Stated exercise
The Johnson Street Bridge article below lists a shorter bridge span as a lost amenity. Why does the span matter?

Document extract
* BEGIN *

With the recent removal of one half of the Blue Bridge, debate over refurbishment or replacement has been locked firmly into the past.
Having lost the first battle, critics of the project have shifted their attention to points of contention in the construction of a new bridge. Climbing costs coupled with loss of amenities, like rail capability and shortening of the bridge span (which determines what size ships can make it into the upper harbour), have been responsible for the latest bout of hand-wringing both inside and outside of city hall.
Two weeks ago, Victoria’s three newest councillors — Ben Isitt, Lisa Helps, and Shellie Gudgeon — voted for a motion to stop the design of our new signature, solid-gold-plated Johnson Street Bridge and instead put out a call for a redesign by another company. This newest bridge would incorporate the city’s earlier promise of rail capability and, presumably, a simpler and therefore cheaper design.
With only three votes in favour, the motion failed, guaranteeing us both the aesthetic and the cost of those brand new sweeping archways.
Councillor Ben Isitt explained that the motion gave the city an out — an opportunity to rethink a bridge that was designed at a time when cost may not have been the top priority.

* END *

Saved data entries
* BEGIN *

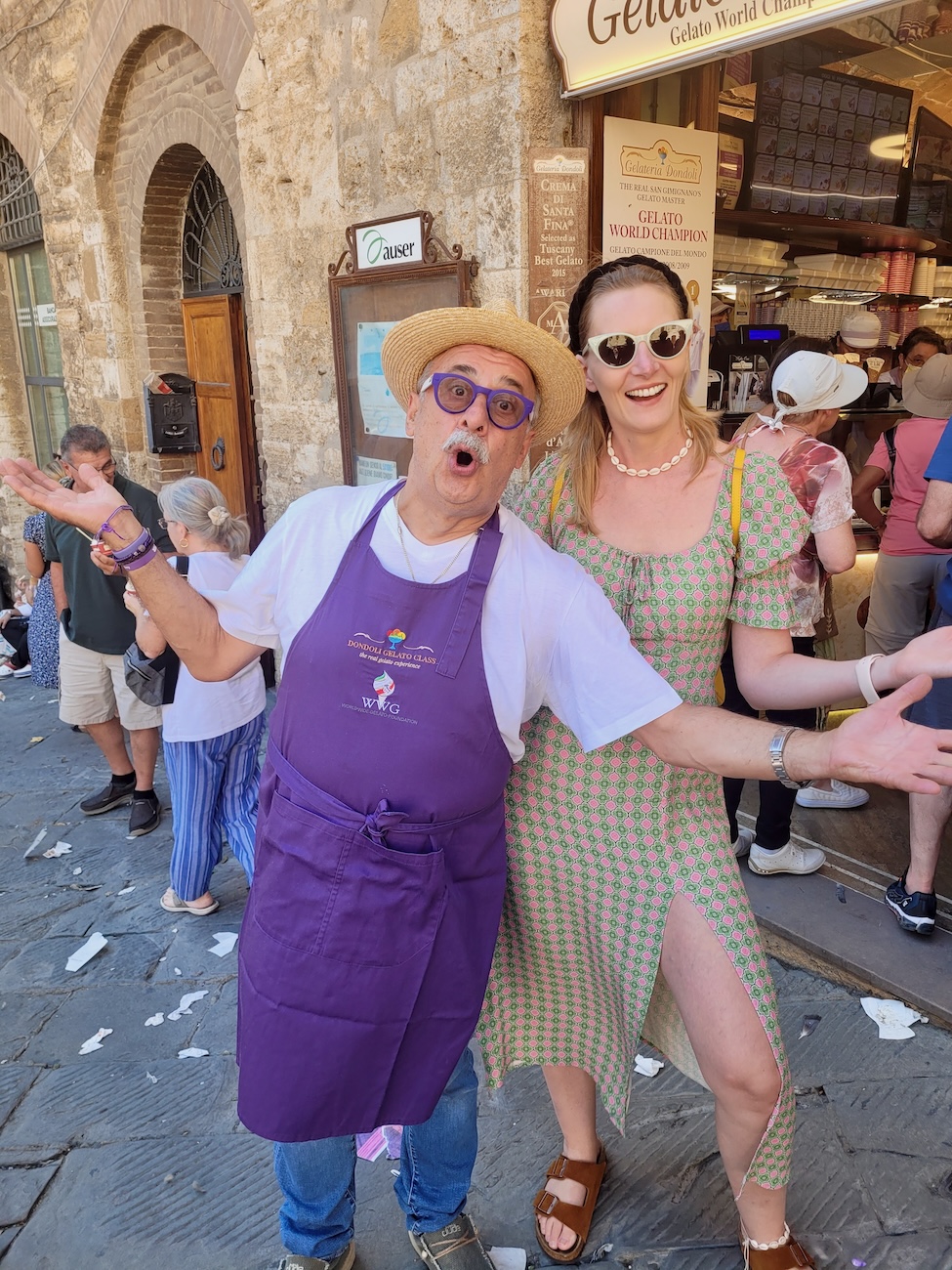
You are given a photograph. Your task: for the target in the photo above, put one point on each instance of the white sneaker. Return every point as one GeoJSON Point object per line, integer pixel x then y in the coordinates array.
{"type": "Point", "coordinates": [841, 795]}
{"type": "Point", "coordinates": [790, 859]}
{"type": "Point", "coordinates": [743, 843]}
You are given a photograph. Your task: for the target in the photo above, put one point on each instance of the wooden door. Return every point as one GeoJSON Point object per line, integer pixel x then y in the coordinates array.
{"type": "Point", "coordinates": [217, 360]}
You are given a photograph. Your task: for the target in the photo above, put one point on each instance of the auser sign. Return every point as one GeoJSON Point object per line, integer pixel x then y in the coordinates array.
{"type": "Point", "coordinates": [605, 43]}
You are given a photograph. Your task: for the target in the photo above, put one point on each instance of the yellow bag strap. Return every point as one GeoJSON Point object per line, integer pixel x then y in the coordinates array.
{"type": "Point", "coordinates": [557, 494]}
{"type": "Point", "coordinates": [736, 493]}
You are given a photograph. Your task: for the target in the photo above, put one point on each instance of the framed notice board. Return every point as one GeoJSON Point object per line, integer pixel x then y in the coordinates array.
{"type": "Point", "coordinates": [389, 271]}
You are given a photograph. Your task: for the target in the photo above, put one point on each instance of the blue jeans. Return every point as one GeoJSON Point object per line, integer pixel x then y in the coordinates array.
{"type": "Point", "coordinates": [435, 1166]}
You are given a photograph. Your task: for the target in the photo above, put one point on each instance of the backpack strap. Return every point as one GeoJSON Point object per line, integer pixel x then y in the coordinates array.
{"type": "Point", "coordinates": [736, 494]}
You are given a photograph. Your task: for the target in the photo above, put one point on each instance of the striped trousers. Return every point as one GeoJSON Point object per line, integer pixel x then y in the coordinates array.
{"type": "Point", "coordinates": [214, 787]}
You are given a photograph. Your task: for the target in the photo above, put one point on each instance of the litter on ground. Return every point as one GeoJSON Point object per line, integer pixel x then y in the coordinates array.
{"type": "Point", "coordinates": [96, 1041]}
{"type": "Point", "coordinates": [227, 941]}
{"type": "Point", "coordinates": [94, 944]}
{"type": "Point", "coordinates": [892, 1017]}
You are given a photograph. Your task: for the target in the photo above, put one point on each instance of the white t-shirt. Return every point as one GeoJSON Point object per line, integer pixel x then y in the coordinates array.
{"type": "Point", "coordinates": [549, 634]}
{"type": "Point", "coordinates": [203, 710]}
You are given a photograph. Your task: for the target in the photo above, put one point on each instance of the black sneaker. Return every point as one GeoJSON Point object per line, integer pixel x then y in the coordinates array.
{"type": "Point", "coordinates": [114, 794]}
{"type": "Point", "coordinates": [915, 912]}
{"type": "Point", "coordinates": [145, 816]}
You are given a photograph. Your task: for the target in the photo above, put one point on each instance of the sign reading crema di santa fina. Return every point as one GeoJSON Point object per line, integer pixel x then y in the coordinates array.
{"type": "Point", "coordinates": [605, 43]}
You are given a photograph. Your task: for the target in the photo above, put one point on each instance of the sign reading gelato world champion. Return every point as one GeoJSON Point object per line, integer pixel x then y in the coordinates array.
{"type": "Point", "coordinates": [605, 43]}
{"type": "Point", "coordinates": [660, 189]}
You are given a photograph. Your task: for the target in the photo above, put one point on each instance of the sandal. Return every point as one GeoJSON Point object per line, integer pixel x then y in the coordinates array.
{"type": "Point", "coordinates": [576, 1217]}
{"type": "Point", "coordinates": [772, 1256]}
{"type": "Point", "coordinates": [172, 903]}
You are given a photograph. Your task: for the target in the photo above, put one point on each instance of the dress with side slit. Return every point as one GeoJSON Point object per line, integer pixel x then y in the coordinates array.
{"type": "Point", "coordinates": [598, 845]}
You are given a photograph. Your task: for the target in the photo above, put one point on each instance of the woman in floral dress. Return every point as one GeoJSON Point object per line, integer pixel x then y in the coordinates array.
{"type": "Point", "coordinates": [43, 631]}
{"type": "Point", "coordinates": [625, 913]}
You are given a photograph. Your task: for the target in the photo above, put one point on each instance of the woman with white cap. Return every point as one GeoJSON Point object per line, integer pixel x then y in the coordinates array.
{"type": "Point", "coordinates": [625, 912]}
{"type": "Point", "coordinates": [908, 568]}
{"type": "Point", "coordinates": [807, 390]}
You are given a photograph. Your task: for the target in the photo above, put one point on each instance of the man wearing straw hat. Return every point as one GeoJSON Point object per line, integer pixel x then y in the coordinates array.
{"type": "Point", "coordinates": [422, 625]}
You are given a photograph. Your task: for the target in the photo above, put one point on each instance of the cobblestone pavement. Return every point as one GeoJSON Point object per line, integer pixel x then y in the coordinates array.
{"type": "Point", "coordinates": [132, 1159]}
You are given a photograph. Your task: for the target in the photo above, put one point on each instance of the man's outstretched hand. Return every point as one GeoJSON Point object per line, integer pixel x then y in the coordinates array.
{"type": "Point", "coordinates": [88, 509]}
{"type": "Point", "coordinates": [876, 745]}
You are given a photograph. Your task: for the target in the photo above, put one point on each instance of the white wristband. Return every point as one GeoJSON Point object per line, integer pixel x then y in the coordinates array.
{"type": "Point", "coordinates": [864, 677]}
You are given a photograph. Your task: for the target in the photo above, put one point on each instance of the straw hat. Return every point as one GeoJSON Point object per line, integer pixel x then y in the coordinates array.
{"type": "Point", "coordinates": [414, 342]}
{"type": "Point", "coordinates": [928, 392]}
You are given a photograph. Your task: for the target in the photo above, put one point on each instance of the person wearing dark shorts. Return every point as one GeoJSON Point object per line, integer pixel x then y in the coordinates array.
{"type": "Point", "coordinates": [913, 896]}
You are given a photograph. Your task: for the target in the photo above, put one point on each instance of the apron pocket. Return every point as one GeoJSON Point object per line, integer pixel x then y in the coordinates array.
{"type": "Point", "coordinates": [299, 863]}
{"type": "Point", "coordinates": [386, 907]}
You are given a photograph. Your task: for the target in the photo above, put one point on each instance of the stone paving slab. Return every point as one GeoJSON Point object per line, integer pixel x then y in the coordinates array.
{"type": "Point", "coordinates": [126, 959]}
{"type": "Point", "coordinates": [117, 1103]}
{"type": "Point", "coordinates": [21, 1016]}
{"type": "Point", "coordinates": [215, 1213]}
{"type": "Point", "coordinates": [21, 1190]}
{"type": "Point", "coordinates": [123, 1008]}
{"type": "Point", "coordinates": [14, 1082]}
{"type": "Point", "coordinates": [910, 1117]}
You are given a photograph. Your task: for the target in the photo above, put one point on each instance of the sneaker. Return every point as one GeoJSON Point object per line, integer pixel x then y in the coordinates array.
{"type": "Point", "coordinates": [455, 1248]}
{"type": "Point", "coordinates": [145, 816]}
{"type": "Point", "coordinates": [114, 794]}
{"type": "Point", "coordinates": [743, 843]}
{"type": "Point", "coordinates": [790, 859]}
{"type": "Point", "coordinates": [841, 795]}
{"type": "Point", "coordinates": [915, 912]}
{"type": "Point", "coordinates": [342, 1261]}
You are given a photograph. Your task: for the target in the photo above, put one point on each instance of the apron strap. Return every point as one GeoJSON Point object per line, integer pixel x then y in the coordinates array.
{"type": "Point", "coordinates": [375, 825]}
{"type": "Point", "coordinates": [468, 617]}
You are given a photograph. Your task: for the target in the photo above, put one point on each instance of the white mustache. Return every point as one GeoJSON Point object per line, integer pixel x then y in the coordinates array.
{"type": "Point", "coordinates": [468, 441]}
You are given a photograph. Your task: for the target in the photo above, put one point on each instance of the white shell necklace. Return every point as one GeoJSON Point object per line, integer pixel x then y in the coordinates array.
{"type": "Point", "coordinates": [650, 471]}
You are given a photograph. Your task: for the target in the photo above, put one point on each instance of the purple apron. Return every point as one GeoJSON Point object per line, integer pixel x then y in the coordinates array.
{"type": "Point", "coordinates": [380, 862]}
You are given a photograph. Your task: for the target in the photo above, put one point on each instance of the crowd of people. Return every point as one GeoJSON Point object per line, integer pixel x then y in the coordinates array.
{"type": "Point", "coordinates": [495, 779]}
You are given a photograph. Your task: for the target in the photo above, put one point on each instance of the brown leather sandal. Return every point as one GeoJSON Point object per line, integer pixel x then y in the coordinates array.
{"type": "Point", "coordinates": [576, 1217]}
{"type": "Point", "coordinates": [787, 1256]}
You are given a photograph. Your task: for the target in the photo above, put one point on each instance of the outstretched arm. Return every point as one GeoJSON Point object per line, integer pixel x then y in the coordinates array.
{"type": "Point", "coordinates": [186, 620]}
{"type": "Point", "coordinates": [875, 745]}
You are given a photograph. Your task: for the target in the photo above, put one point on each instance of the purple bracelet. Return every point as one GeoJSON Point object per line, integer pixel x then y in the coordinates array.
{"type": "Point", "coordinates": [139, 546]}
{"type": "Point", "coordinates": [146, 558]}
{"type": "Point", "coordinates": [105, 528]}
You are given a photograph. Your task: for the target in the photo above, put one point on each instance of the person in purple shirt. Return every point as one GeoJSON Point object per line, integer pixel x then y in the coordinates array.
{"type": "Point", "coordinates": [420, 626]}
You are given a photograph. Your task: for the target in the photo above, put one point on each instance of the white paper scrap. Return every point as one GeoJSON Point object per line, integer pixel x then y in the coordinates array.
{"type": "Point", "coordinates": [186, 1002]}
{"type": "Point", "coordinates": [892, 1017]}
{"type": "Point", "coordinates": [508, 1258]}
{"type": "Point", "coordinates": [94, 944]}
{"type": "Point", "coordinates": [227, 943]}
{"type": "Point", "coordinates": [96, 1041]}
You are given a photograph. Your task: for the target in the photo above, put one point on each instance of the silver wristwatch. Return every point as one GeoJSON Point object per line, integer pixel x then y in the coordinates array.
{"type": "Point", "coordinates": [777, 743]}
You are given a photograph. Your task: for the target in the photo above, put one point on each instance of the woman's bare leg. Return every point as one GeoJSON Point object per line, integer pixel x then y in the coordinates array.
{"type": "Point", "coordinates": [734, 1055]}
{"type": "Point", "coordinates": [572, 1092]}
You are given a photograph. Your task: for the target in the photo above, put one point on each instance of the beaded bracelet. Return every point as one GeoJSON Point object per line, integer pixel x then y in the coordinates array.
{"type": "Point", "coordinates": [138, 547]}
{"type": "Point", "coordinates": [105, 528]}
{"type": "Point", "coordinates": [146, 558]}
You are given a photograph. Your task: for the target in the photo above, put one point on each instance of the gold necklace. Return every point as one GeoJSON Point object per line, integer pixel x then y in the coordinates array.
{"type": "Point", "coordinates": [402, 545]}
{"type": "Point", "coordinates": [650, 471]}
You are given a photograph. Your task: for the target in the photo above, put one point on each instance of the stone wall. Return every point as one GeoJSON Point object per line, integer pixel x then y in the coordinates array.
{"type": "Point", "coordinates": [313, 115]}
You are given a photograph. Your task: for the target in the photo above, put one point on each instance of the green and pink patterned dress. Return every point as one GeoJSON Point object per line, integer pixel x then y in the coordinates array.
{"type": "Point", "coordinates": [600, 843]}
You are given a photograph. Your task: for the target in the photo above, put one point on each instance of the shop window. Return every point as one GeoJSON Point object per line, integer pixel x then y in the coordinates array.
{"type": "Point", "coordinates": [211, 255]}
{"type": "Point", "coordinates": [21, 237]}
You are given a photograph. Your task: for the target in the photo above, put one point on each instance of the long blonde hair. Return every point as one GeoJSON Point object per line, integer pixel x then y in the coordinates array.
{"type": "Point", "coordinates": [587, 435]}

* END *

Correct answer
The span determines what size ships can make it into the upper harbour, so a shorter span limits which ships can get there.